═════ DATA FOR THIS TASK ═════

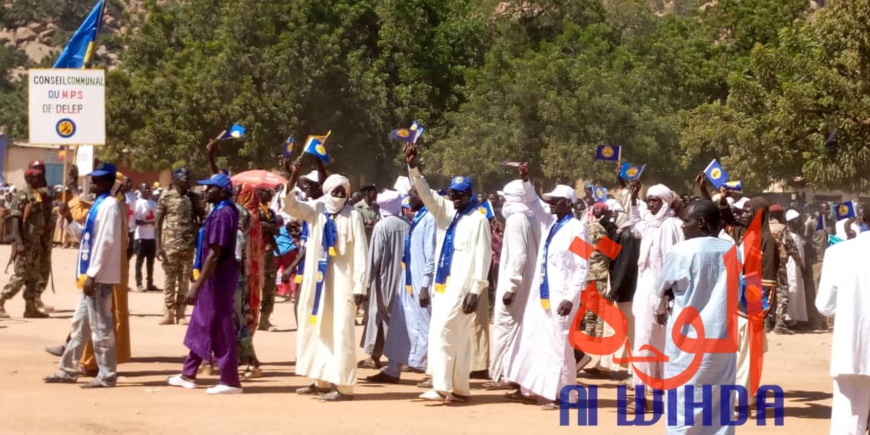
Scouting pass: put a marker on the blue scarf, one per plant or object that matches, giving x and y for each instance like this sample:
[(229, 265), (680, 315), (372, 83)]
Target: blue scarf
[(330, 234), (446, 258), (200, 238), (303, 237), (87, 242), (406, 260), (545, 279)]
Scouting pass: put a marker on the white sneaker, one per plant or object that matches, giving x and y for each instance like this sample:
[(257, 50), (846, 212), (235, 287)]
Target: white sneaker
[(178, 381), (432, 395), (223, 389), (583, 362)]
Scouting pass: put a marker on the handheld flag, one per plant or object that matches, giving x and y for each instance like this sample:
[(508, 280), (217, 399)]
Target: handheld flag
[(846, 210), (630, 172), (287, 148), (80, 49), (716, 174), (315, 145), (599, 194), (235, 132), (416, 131), (486, 209), (608, 153), (734, 186)]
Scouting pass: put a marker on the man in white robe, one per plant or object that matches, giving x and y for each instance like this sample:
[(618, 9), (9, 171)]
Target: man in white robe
[(519, 253), (463, 257), (386, 284), (544, 358), (335, 271), (694, 277), (659, 230), (844, 294)]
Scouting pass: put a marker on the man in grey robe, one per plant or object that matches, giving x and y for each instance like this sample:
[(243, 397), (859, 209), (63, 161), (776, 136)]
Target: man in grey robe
[(386, 276)]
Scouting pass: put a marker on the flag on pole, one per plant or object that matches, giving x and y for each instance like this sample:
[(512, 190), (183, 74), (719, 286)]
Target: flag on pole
[(79, 51), (316, 145)]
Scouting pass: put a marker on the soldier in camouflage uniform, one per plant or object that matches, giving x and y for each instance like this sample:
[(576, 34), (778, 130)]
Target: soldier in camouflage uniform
[(29, 221), (785, 248), (179, 214), (270, 228)]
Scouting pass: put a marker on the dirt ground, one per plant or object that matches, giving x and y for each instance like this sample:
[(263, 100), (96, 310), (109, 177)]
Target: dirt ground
[(143, 403)]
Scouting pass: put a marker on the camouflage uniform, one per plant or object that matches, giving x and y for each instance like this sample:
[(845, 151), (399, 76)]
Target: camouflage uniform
[(786, 248), (33, 209), (178, 244)]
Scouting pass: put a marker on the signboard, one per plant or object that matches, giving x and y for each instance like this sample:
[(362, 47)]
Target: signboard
[(67, 106), (85, 159)]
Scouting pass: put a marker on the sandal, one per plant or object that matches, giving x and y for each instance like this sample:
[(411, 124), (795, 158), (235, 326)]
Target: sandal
[(515, 396)]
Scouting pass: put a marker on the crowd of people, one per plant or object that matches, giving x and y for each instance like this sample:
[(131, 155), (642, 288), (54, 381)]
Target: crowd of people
[(432, 269)]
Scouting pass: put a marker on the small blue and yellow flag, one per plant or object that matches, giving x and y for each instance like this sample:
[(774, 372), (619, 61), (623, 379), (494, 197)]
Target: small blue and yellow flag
[(734, 186), (845, 210), (608, 153), (80, 49), (599, 194), (486, 209), (316, 145), (235, 132), (716, 174), (630, 172), (287, 147)]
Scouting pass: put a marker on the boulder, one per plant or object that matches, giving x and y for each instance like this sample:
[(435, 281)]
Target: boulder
[(46, 35), (37, 51), (23, 34)]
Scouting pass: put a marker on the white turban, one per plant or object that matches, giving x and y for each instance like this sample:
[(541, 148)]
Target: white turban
[(514, 199), (390, 203), (334, 205), (661, 192)]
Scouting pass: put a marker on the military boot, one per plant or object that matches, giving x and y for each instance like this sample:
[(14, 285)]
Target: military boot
[(168, 317), (32, 312), (3, 314)]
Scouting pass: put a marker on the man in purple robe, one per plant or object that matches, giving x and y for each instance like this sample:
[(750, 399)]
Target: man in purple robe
[(211, 330)]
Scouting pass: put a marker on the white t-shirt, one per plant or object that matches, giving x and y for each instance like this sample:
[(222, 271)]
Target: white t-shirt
[(146, 210)]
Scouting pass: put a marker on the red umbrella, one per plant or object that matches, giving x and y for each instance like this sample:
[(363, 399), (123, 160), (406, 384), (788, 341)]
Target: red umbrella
[(259, 178)]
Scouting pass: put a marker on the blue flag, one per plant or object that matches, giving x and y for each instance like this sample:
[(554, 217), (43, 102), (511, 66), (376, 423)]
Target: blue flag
[(734, 186), (287, 148), (486, 209), (80, 49), (845, 210), (716, 174), (235, 132), (608, 153), (315, 145), (630, 172), (599, 194)]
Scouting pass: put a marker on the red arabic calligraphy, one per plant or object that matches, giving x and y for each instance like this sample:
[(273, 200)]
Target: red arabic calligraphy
[(592, 301)]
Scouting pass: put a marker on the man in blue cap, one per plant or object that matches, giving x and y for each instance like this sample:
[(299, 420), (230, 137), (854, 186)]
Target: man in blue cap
[(98, 270), (211, 330), (463, 257)]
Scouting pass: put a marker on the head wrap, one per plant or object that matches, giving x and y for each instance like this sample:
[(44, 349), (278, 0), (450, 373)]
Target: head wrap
[(514, 199), (390, 203), (334, 181)]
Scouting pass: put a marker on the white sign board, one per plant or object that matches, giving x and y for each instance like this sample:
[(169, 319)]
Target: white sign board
[(67, 106), (85, 159)]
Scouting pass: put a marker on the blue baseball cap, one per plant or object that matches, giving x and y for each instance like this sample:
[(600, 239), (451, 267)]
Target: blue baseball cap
[(105, 170), (219, 180), (461, 183)]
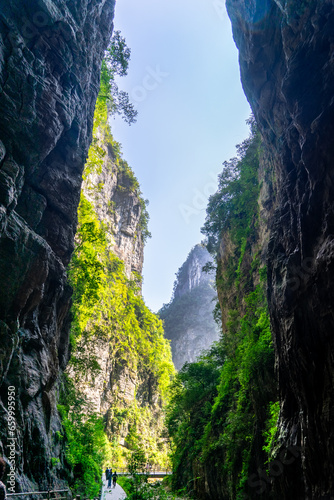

═════

**WHAT TO DO**
Put the lines from the one containing "Scouting pass: put a marker on the white sign" up to and including the last line of the rows into a Markdown table with the columns Index and Entry, numbering each line and skipping blank lines. Include only those lines, and leave the pictures out.

**FULL RESPONSE**
| Index | Entry |
|---|---|
| 1 | Scouting pass: put a marker on the white sign board, one per plant or object that matches, giving x and y for each instance like this sample: |
| 2 | [(169, 319)] |
| 3 | Target: white sign board |
| 4 | [(67, 106), (85, 159)] |
| 5 | Scouting pass: put a marker on the blue baseball cap, one per plant or object that matches, giving x and y for each instance like this sample: |
| 6 | [(600, 239), (451, 267)] |
| 7 | Target: blue baseball cap |
| 8 | [(105, 170), (219, 180), (461, 183)] |